**BRIEF:**
From the passage below on children's safety and independence, set down word for word the part starting with "Everyone needs a" and going on through "their own independence.".

— Start of SOURCE DOCUMENT —

Everyone needs a feeling of safety, no matter the age or stage in life. The home is usually the first foundation of safety for most families. And new parents spend a great deal of time moving throughout the home, making sure the environment their children are exposed to is safe!

A classroom teacher has the same responsibility for maintaining safety. Securing the environment helps children feel comfortable, secure, and capable of success!  As children feel more secure and safe in their environment, whether at home, school, or even after-school, they will begin to assert their own independence.

As children grow, we want them to use their budding independence to learn new skills; practice making new friends; and have confidence at school. Parents can support their children’s autonomy in the following ways:

  • Create consistency in routines and rules. The structure that children grow to expect is a protective factor for their growing independence.
  • Establish expectations for your children and communicate those expectations and consequences to them! When children know what to expect, they can make good decisions knowing their parents will help and support them.
  • Reinforce the good behaviors children exhibit with praise and positive discipline.

— End of SOURCE DOCUMENT —
— Start of DATASET RECORDS —

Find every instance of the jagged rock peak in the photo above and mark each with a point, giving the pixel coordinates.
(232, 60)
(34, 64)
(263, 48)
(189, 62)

— End of DATASET RECORDS —

**ANSWER TO THIS PROBLEM:**
Everyone needs a feeling of safety, no matter the age or stage in life. The home is usually the first foundation of safety for most families. And new parents spend a great deal of time moving throughout the home, making sure the environment their children are exposed to is safe!

A classroom teacher has the same responsibility for maintaining safety. Securing the environment helps children feel comfortable, secure, and capable of success!  As children feel more secure and safe in their environment, whether at home, school, or even after-school, they will begin to assert their own independence.